-- Your task --
Switch "dark coat" to "black coat" in the data, starting with the line that contains "Task: where can the dark" and going on through the end of the data. Write out those lines again with everything else left as it is.
────────────────────
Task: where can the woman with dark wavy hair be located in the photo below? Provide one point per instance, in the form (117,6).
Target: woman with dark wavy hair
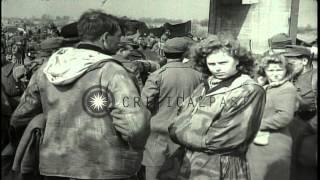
(269,155)
(220,119)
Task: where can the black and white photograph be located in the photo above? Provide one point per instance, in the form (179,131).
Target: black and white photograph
(159,89)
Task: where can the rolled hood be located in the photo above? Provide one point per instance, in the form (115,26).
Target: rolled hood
(68,64)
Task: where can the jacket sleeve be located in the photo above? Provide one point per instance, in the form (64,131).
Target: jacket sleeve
(29,106)
(130,116)
(238,122)
(314,121)
(150,92)
(284,104)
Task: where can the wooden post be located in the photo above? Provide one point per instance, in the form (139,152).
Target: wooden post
(294,14)
(212,17)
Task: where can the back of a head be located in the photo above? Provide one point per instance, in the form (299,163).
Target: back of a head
(92,24)
(176,47)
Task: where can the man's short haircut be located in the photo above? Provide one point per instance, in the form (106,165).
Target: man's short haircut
(93,23)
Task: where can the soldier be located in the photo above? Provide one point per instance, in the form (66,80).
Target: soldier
(164,90)
(90,133)
(304,126)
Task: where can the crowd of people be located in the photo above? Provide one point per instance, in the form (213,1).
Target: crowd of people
(98,100)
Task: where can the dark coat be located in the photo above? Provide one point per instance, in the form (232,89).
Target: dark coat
(164,92)
(78,141)
(272,161)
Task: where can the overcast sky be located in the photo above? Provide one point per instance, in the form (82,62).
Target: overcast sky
(173,9)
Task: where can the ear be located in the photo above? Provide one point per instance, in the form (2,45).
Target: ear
(104,36)
(304,61)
────────────────────
-- Solution --
Task: where can the black coat be located in the photo above? Provide one point per instance, in the form (232,89).
Target: black coat
(164,92)
(78,141)
(272,161)
Task: where can the overcast sky be located in the photo above? Provide one point per instance, in the form (82,62).
Target: overcast sky
(173,9)
Task: where can the ear be located in the photo above? Provide one point per instance, in the form (2,45).
Target: ear
(104,36)
(304,61)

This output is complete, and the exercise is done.